**** Material provided
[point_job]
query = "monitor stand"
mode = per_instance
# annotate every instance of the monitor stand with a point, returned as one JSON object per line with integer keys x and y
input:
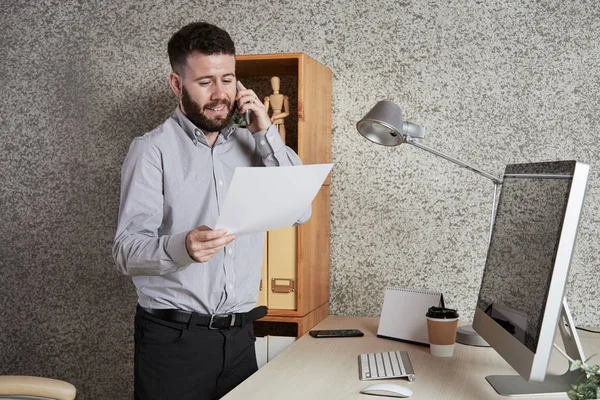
{"x": 514, "y": 385}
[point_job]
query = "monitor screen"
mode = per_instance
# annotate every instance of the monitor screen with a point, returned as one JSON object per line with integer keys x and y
{"x": 533, "y": 236}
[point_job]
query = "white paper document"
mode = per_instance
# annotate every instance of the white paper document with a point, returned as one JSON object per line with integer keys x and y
{"x": 261, "y": 199}
{"x": 403, "y": 314}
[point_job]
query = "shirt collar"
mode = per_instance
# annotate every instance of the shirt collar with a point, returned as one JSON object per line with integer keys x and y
{"x": 194, "y": 132}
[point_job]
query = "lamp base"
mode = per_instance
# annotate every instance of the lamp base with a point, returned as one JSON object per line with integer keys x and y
{"x": 466, "y": 335}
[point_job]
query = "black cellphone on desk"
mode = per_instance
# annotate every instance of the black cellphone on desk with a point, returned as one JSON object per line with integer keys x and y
{"x": 336, "y": 333}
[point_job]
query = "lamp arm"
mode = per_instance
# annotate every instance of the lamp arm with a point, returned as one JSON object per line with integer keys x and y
{"x": 415, "y": 143}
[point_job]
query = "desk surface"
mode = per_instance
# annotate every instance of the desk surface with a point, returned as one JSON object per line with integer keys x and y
{"x": 317, "y": 369}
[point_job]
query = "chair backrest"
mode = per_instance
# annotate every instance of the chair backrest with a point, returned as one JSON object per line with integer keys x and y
{"x": 15, "y": 387}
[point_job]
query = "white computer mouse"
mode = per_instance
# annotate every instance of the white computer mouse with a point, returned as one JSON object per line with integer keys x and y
{"x": 387, "y": 389}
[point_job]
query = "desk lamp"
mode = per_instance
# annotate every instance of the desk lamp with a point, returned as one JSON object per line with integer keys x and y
{"x": 383, "y": 125}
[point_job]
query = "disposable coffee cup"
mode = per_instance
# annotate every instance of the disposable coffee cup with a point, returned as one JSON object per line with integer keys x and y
{"x": 441, "y": 328}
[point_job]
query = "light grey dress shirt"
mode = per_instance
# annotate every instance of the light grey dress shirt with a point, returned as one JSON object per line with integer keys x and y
{"x": 172, "y": 181}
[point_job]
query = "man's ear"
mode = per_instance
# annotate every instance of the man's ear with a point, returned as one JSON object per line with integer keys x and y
{"x": 176, "y": 83}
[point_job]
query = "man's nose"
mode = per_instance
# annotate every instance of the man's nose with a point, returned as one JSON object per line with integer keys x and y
{"x": 218, "y": 91}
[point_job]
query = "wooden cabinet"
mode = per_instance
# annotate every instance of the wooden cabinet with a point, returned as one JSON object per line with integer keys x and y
{"x": 295, "y": 283}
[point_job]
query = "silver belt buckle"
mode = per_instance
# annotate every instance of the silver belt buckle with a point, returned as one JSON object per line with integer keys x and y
{"x": 212, "y": 320}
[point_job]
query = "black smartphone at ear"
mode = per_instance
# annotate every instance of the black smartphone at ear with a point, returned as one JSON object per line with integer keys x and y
{"x": 336, "y": 333}
{"x": 247, "y": 113}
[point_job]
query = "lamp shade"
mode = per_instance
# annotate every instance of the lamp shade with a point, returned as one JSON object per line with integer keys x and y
{"x": 383, "y": 124}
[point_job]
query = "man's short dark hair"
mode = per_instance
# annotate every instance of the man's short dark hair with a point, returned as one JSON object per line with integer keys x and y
{"x": 199, "y": 37}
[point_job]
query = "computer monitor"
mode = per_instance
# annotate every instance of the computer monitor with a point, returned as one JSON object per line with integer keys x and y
{"x": 522, "y": 295}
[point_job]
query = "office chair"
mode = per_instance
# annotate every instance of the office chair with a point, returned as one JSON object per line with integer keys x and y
{"x": 14, "y": 387}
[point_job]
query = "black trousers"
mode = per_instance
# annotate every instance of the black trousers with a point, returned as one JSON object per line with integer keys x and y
{"x": 177, "y": 362}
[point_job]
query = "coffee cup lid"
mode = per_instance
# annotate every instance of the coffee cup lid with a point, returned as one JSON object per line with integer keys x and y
{"x": 441, "y": 313}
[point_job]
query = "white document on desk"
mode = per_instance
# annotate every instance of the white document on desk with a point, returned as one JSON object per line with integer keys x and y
{"x": 403, "y": 314}
{"x": 261, "y": 199}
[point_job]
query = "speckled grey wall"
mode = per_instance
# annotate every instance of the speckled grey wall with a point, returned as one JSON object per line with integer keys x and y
{"x": 493, "y": 82}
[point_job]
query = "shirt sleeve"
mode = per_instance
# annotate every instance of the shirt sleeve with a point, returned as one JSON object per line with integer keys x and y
{"x": 138, "y": 249}
{"x": 275, "y": 153}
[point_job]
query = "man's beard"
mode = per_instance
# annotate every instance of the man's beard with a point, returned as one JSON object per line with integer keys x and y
{"x": 198, "y": 118}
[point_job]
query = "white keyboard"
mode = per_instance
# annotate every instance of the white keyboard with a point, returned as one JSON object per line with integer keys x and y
{"x": 385, "y": 365}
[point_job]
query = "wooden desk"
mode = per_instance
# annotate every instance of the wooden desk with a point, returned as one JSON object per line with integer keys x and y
{"x": 327, "y": 369}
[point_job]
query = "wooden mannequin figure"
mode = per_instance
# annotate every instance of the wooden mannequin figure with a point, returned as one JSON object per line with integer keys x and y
{"x": 280, "y": 105}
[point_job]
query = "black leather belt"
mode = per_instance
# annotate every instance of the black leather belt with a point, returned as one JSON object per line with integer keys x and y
{"x": 212, "y": 321}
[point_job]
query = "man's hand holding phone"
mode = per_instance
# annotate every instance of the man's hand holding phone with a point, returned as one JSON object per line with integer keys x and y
{"x": 248, "y": 101}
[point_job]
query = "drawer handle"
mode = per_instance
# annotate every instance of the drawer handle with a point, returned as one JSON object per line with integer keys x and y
{"x": 282, "y": 285}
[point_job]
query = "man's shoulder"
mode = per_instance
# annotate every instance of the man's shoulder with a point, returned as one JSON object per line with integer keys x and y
{"x": 163, "y": 133}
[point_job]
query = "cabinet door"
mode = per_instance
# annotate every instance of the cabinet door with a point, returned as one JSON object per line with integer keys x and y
{"x": 282, "y": 256}
{"x": 264, "y": 283}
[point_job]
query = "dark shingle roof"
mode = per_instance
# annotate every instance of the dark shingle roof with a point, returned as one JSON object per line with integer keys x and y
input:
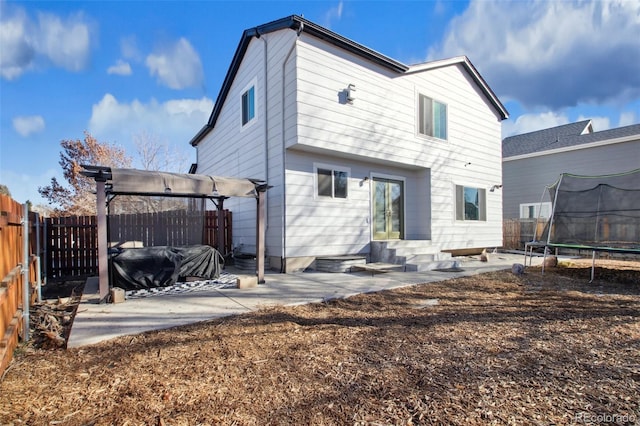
{"x": 300, "y": 24}
{"x": 564, "y": 136}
********
**Task objective:** Your copy of the data above should match it exactly, apart from the images.

**Exercise output:**
[point_job]
query = "monitor stand"
mode = per_instance
# annotate every instance of the monitor stand with a point, returned as one JSON object per line with integer keys x and y
input:
{"x": 514, "y": 385}
[point_job]
query = "monitor screen"
mode = per_instance
# annotate every instance of the monitor screen with a point, returned as one JSON object per line with integer keys x and y
{"x": 533, "y": 236}
[point_job]
query = "white paper document"
mode = per_instance
# annotate every instance of the white paper document with a point, returned as one JSON object per line with integer keys x and y
{"x": 261, "y": 199}
{"x": 403, "y": 314}
[point_job]
query = "shirt collar"
mode = per_instance
# annotate every instance of the shirt collar with a point, returned as one JSON object per line with integer keys x and y
{"x": 194, "y": 132}
[point_job]
query = "lamp base"
mode = per_instance
# annotate every instance of the lamp base with a point, returned as one JSON object per line with integer keys x and y
{"x": 466, "y": 335}
[point_job]
query = "black cellphone on desk"
mode = per_instance
# annotate every instance of the black cellphone on desk with a point, returned as one JSON object per line with integer keys x and y
{"x": 336, "y": 333}
[point_job]
query = "lamp arm"
mode = per_instance
# annotate every instance of the lamp arm with a point, returned as one JSON object per line with integer keys x and y
{"x": 415, "y": 143}
[point_job]
query = "desk surface"
mode = per_instance
# annotate every instance of the desk surface with a point, returned as one JSON object per line with integer keys x and y
{"x": 317, "y": 369}
[point_job]
query = "chair backrest"
mode = per_instance
# annotate every instance of the chair backrest with a point, returned as one JSON object per line with integer keys x and y
{"x": 15, "y": 387}
[point_job]
query = "white computer mouse"
mode = per_instance
# annotate every instance of the white computer mouse with a point, returned as one JSON object per line with integer keys x and y
{"x": 387, "y": 389}
[point_job]
query = "desk lamp"
mode = per_instance
# annotate every instance of the desk lamp with a point, returned as one JSON object per line with integer keys x and y
{"x": 383, "y": 125}
[point_job]
query = "disposable coffee cup"
mode = per_instance
# annotate every instance of the disposable coffee cup with a point, returned as one JSON object per line with integer keys x and y
{"x": 441, "y": 328}
[point_job]
query = "light grey dress shirt"
mode = per_instance
# annotate every instance of the light grey dress shirt with a point, returned as one JSON object per line with integer keys x and y
{"x": 172, "y": 181}
[point_job]
query = "man's ear"
mode = per_instance
# annotate every instance of the man's ear with a point, returned as one JSON object per line with integer keys x and y
{"x": 176, "y": 83}
[point_job]
query = "man's nose"
mode = per_instance
# annotate every instance of the man's nose with a point, returned as one JSON object per line with integer keys x and y
{"x": 218, "y": 91}
[point_job]
query = "wooden cabinet"
mode = per_instance
# annotate every instance of the wooden cabinet with a point, returned as one JSON object per line with integer keys x and y
{"x": 295, "y": 283}
[point_job]
query = "silver belt buckle"
mode = per_instance
# annotate every instance of the silver belt buckle with a point, returned as one JSON object per line with integer keys x and y
{"x": 212, "y": 320}
[point_job]
query = "black smartphone at ear"
mode = per_instance
# annotate every instance of the black smartphone at ear with a point, returned as one JSON object per line with integer keys x and y
{"x": 336, "y": 333}
{"x": 247, "y": 113}
[point_job]
query = "lamp shade"
mode = per_instance
# annotate every instance of the lamp shade with a point, returned as one JSON object per line with integer keys x and y
{"x": 383, "y": 124}
[point_job]
query = "man's short dark hair"
mode = per_instance
# annotate every instance of the man's short dark hair with a point, returned as one JSON object per line with integer keys x and y
{"x": 199, "y": 37}
[point_job]
query = "computer monitor"
mode = per_instance
# annotate every instance of the computer monitor with a point, returned as one JSON object per line with integer keys x and y
{"x": 522, "y": 295}
[point_job]
query = "office chair"
mode = per_instance
# annotate every instance of the office chair with a point, returned as one JSON object per line with integer keys x and y
{"x": 14, "y": 387}
[point_job]
query = "black trousers"
mode = per_instance
# annotate every instance of the black trousers with a point, returned as one JSON object per line with integer keys x and y
{"x": 177, "y": 362}
[point_job]
query = "coffee cup lid"
mode = per_instance
# annotate every instance of the coffee cup lid with a point, returned as one JSON object per line with integer keys x and y
{"x": 441, "y": 313}
[point_job]
query = "white document on desk"
mode = per_instance
# annotate every instance of the white document on desk with a point, returned as one JSON object per line with integer keys x and y
{"x": 403, "y": 314}
{"x": 261, "y": 199}
[point_job]
query = "speckled grey wall"
mode = per_instance
# annotate every instance of the speckled grey wall with a point, returned as one JSON object per line with integer keys x and y
{"x": 493, "y": 82}
[point_job]
query = "shirt sleeve"
mode = per_instance
# annotate every instance of the shirt sleeve with a point, returned as one JSON object per line with integer keys x and y
{"x": 138, "y": 249}
{"x": 275, "y": 153}
[point_job]
query = "man's beard"
mode = per_instance
# annotate every instance of the man's beard with a point, returned as one JSON object per line with integer keys x and y
{"x": 198, "y": 118}
[point_job]
query = "white keyboard"
mode = per_instance
# annotate every instance of the white keyboard with a point, returned as one JSON object per line with integer keys x and y
{"x": 385, "y": 365}
[point_job]
query = "wooden desk"
mode = per_instance
# annotate every instance of the wooden desk with a point, returned as one JSON object per line with integer keys x and y
{"x": 327, "y": 369}
[point_job]
query = "wooden mannequin figure"
mode = per_instance
# annotate every instance of the wooden mannequin figure with a point, returned as one JSON object per line with integer keys x and y
{"x": 280, "y": 105}
[point_job]
query = "black leather belt"
mode = per_instance
# annotate every instance of the black leather belt with a point, returned as one JSON object per line with integer keys x and y
{"x": 212, "y": 321}
[point_job]
query = "man's hand holding phone"
mode = per_instance
# annotate every instance of the man's hand holding phone with a point, returned as one JSON object per line with integer keys x and y
{"x": 248, "y": 101}
[point_job]
query = "drawer handle"
mode = per_instance
# annotate every instance of the drawer handle with a point, returned as one JSON object per line with integer keys x and y
{"x": 282, "y": 285}
[point_job]
query = "man's shoulder"
mode = per_instance
# annotate every instance of the man's shoulder with a point, returned as one JSON object per line with integer keys x and y
{"x": 163, "y": 133}
[point_job]
query = "cabinet door"
mode = per_instance
# annotate every instance of the cabinet door with a point, returned as one JSON object per line with integer keys x and y
{"x": 282, "y": 256}
{"x": 264, "y": 283}
[point_job]
query = "dark shingle roof"
mode = per_instance
# annotate every instance of the dark shingle roof with a point, returned as one JSON object per line with integer keys x and y
input:
{"x": 300, "y": 24}
{"x": 564, "y": 136}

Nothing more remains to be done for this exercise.